Text section |
____
Scally wrote [/quote]
Glad you came back: we do get quite a few folk who post once and then disappear, which grieves me, because it means we failed them in some way .... Caring situations like yours (and mine) are very commonplace, what do you think would help you have a more normal existence?[/quote]

No - certainly not failed, and I'm sure that wouldn't be the case for the majority of people who "disappear". I feel I'm trying to do a lot of things and not doing any of them terribly well - keeping up with friends, work, housework (... hollow laughter ...), even finding the help I need, sometimes. So much of what I do is firefighting when things aren't working as they should, not only but mostly with the care agency - mum has a heavy package of care and while that's great, I think it's probably true that the more "help" you get, the more there is to potentially go wrong.

Thanks for asking what might help; I've always found access to a wealth of practical experience is more valuable than any amount of "professional" advice - so I will make the effort to be around more often!!! I thought a lot about what else might help, and could only think of a fantasy scenario. Long story, but 90% of my (dis)tress in the last 6 months has been caused by care agency management who, despite my all my pleas, explaining and, finally, complaints have cost me, literally, thousands in unpaid leave this last year, not to mention loss of credibility at work. No exaggeration to say I feel psychologically scarred by the events of the last year, and I'm no softie.

If I could wave a magic wand, I'd make sure that formal recognition of carers' needs extends to care agencies having a better understanding of the impact of caring, and organizing care, on family members. Where there is a family carer, supporting - or at least not undermining or exploiting them - is also part of looking after the client. I've said a lot about this in another post, so I won't bang on - but I felt close to breakdown before Christmas; better now, but if there's one thing that would make me feel I can't cope any more, it most likely wouldn't be any of mum's doing - it would be the attitude of care agency management ... having said that, the majority of our carers are lovely (and equally fed up).
C_1412 wrote
If I could wave a magic wand, I'd make sure that formal recognition of carers' needs extends to care agencies having a better understanding of the impact of caring, and organizing care, on family members. Where there is a family carer, supporting - or at least not undermining or exploiting them - is also part of looking after the client. I've said a lot about this in another post, so I won't bang on - but I felt close to breakdown before Christmas; better now, but if there's one thing that would make me feel I can't cope any more, it most likely wouldn't be any of mum's doing - it would be the attitude of care agency management ... having said that, the majority of our carers are lovely (and equally fed up).
____
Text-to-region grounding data
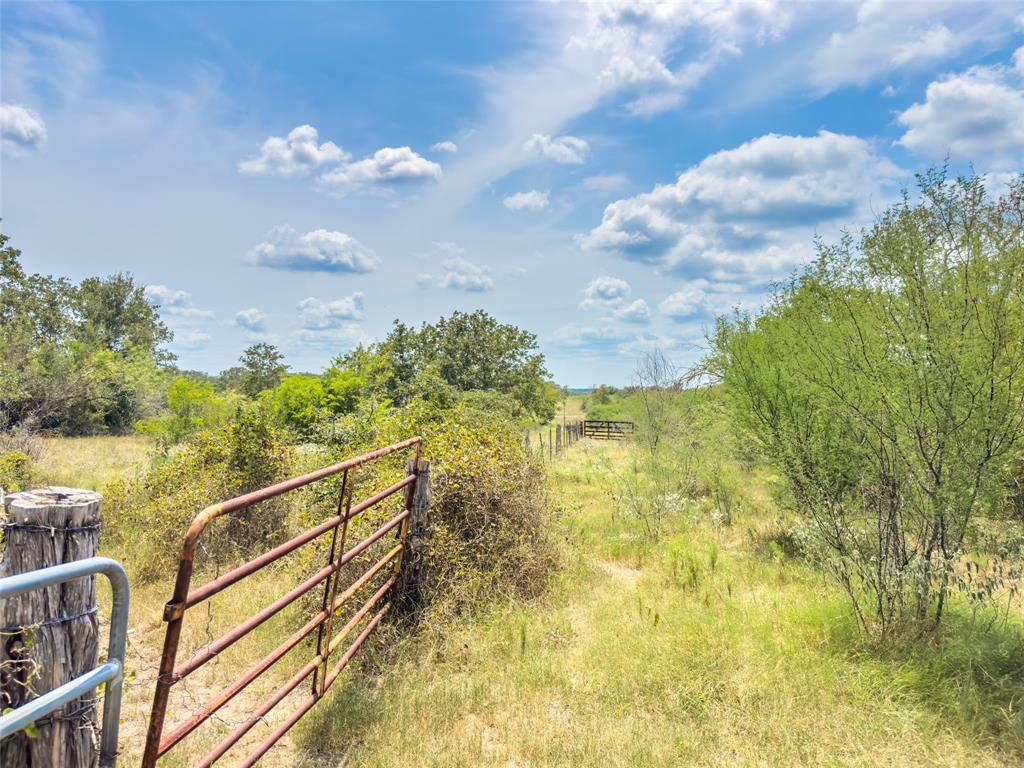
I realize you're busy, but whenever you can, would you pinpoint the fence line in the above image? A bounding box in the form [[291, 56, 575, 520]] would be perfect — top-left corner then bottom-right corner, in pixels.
[[142, 437, 430, 768], [0, 557, 129, 768]]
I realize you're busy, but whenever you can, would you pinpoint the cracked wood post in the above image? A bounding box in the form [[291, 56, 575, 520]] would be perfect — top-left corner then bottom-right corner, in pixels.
[[0, 486, 101, 768], [396, 458, 430, 609]]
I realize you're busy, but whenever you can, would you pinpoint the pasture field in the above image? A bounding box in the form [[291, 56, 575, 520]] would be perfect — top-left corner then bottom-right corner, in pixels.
[[33, 435, 153, 490], [28, 438, 1024, 768]]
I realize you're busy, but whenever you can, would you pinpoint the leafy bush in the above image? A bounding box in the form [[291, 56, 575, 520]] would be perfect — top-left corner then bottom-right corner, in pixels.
[[269, 374, 325, 436], [0, 451, 32, 494], [135, 376, 231, 450], [711, 173, 1024, 634], [105, 407, 295, 581], [313, 400, 558, 628]]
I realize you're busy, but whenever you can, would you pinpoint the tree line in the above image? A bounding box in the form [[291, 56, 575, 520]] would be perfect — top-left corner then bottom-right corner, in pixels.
[[0, 234, 561, 443]]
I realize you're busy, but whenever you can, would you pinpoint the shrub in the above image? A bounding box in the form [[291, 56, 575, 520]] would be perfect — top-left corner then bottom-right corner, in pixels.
[[0, 451, 32, 494], [711, 173, 1024, 634], [308, 400, 558, 628], [105, 407, 294, 581]]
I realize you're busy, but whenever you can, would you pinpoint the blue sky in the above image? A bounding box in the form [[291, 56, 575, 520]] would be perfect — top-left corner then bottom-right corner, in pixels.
[[0, 0, 1024, 386]]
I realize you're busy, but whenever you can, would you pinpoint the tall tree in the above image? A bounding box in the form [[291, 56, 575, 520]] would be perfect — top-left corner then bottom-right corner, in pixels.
[[239, 342, 288, 397], [713, 172, 1024, 633]]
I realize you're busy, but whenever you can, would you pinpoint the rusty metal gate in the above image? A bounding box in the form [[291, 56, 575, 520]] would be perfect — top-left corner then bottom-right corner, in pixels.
[[142, 437, 422, 768], [583, 419, 635, 440]]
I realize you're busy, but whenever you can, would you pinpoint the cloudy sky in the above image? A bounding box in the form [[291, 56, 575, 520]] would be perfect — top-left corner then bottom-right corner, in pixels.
[[0, 0, 1024, 386]]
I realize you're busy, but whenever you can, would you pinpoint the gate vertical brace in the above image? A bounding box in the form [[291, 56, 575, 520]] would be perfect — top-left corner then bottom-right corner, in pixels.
[[312, 467, 358, 698], [392, 451, 430, 608]]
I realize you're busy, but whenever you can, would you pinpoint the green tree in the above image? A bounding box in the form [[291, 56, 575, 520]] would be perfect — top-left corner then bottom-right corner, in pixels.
[[270, 374, 325, 435], [0, 236, 170, 434], [239, 342, 288, 397], [74, 272, 171, 360], [711, 172, 1024, 633], [135, 376, 231, 446]]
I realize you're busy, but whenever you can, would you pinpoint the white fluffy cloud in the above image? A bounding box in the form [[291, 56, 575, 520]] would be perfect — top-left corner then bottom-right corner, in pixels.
[[239, 125, 351, 176], [657, 280, 708, 317], [173, 331, 210, 352], [248, 224, 379, 272], [295, 323, 373, 354], [441, 256, 495, 293], [239, 125, 440, 187], [234, 306, 266, 333], [898, 49, 1024, 170], [502, 189, 551, 211], [806, 0, 1015, 92], [298, 292, 362, 331], [568, 0, 790, 114], [580, 274, 650, 323], [143, 285, 191, 307], [522, 133, 590, 165], [582, 274, 630, 309], [578, 131, 900, 280], [0, 104, 46, 155], [321, 146, 441, 186], [611, 299, 650, 323], [143, 285, 214, 322]]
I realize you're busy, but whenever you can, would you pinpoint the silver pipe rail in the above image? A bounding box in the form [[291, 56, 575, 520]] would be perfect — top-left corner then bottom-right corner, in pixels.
[[0, 557, 129, 768]]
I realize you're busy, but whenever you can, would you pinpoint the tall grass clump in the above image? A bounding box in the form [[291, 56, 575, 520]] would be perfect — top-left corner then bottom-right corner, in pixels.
[[103, 408, 296, 582]]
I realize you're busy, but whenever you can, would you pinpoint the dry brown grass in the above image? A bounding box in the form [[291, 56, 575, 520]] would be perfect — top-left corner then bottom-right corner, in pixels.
[[33, 435, 153, 490]]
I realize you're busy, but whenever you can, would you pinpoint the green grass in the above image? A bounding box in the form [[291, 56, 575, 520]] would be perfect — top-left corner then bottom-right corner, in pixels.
[[297, 442, 1024, 766], [29, 438, 1024, 768]]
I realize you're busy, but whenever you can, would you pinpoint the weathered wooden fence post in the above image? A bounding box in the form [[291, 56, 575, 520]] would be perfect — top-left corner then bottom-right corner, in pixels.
[[0, 486, 101, 768], [396, 458, 430, 609]]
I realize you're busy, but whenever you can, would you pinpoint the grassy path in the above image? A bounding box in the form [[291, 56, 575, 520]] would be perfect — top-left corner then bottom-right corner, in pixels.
[[292, 442, 1024, 767]]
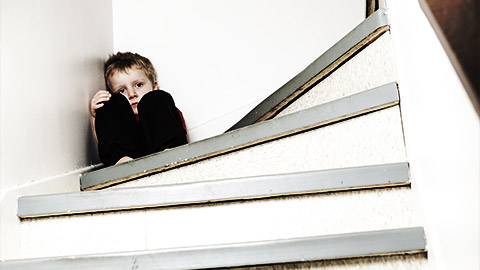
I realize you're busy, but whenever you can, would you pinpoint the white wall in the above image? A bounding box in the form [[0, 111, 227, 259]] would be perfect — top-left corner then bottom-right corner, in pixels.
[[0, 0, 113, 259], [388, 0, 480, 269], [113, 0, 365, 141], [0, 0, 113, 192]]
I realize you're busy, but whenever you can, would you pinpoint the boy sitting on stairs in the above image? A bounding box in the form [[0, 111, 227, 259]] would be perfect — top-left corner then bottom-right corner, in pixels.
[[90, 52, 187, 166]]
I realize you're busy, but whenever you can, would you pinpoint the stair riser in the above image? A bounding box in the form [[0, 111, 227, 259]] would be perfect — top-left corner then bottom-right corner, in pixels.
[[111, 106, 407, 188], [21, 187, 418, 258], [275, 32, 398, 118]]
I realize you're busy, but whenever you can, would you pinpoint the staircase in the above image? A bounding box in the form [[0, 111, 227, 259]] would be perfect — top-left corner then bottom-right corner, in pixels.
[[0, 9, 428, 269]]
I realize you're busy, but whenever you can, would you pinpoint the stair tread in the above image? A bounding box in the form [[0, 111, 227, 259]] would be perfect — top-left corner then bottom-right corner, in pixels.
[[18, 162, 409, 218], [0, 227, 426, 269], [227, 9, 389, 131]]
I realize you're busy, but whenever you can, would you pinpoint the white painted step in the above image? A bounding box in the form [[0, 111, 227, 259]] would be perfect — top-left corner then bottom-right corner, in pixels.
[[16, 186, 421, 258], [228, 9, 396, 131], [0, 227, 427, 270], [18, 163, 410, 218]]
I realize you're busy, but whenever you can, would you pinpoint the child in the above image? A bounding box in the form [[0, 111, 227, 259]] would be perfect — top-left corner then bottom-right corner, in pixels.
[[90, 52, 187, 166]]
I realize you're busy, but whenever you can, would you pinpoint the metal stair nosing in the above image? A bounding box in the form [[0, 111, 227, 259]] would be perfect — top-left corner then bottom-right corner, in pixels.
[[17, 162, 410, 218], [227, 9, 390, 132], [0, 227, 426, 270], [80, 82, 399, 190]]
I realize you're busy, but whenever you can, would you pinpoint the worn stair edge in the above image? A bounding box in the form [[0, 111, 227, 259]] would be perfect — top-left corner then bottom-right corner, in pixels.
[[0, 227, 426, 270], [227, 9, 389, 132], [17, 163, 409, 218], [80, 82, 399, 190]]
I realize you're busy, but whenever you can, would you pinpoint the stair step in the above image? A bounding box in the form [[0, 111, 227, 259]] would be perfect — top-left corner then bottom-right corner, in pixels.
[[12, 186, 420, 259], [18, 163, 409, 218], [227, 9, 390, 132], [80, 83, 399, 190], [0, 227, 426, 270]]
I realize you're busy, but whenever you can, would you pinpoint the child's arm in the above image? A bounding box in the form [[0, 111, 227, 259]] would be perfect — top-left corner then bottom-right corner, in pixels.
[[90, 90, 112, 144]]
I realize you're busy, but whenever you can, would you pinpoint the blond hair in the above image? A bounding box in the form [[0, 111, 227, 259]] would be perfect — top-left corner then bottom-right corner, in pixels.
[[104, 52, 157, 92]]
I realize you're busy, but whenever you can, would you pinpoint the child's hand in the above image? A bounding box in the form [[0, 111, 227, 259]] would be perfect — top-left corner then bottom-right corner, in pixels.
[[90, 90, 112, 117]]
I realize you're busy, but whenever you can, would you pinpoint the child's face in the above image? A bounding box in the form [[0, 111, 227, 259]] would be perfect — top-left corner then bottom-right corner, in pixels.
[[109, 68, 158, 115]]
____
Directions | Please reproduce the forum post about caring for a parent word for word, starting with "Thanks for asking" and going on through "I'm no softie.".

Finished exercise |
Thanks for asking what might help; I've always found access to a wealth of practical experience is more valuable than any amount of "professional" advice - so I will make the effort to be around more often!!! I thought a lot about what else might help, and could only think of a fantasy scenario. Long story, but 90% of my (dis)tress in the last 6 months has been caused by care agency management who, despite my all my pleas, explaining and, finally, complaints have cost me, literally, thousands in unpaid leave this last year, not to mention loss of credibility at work. No exaggeration to say I feel psychologically scarred by the events of the last year, and I'm no softie.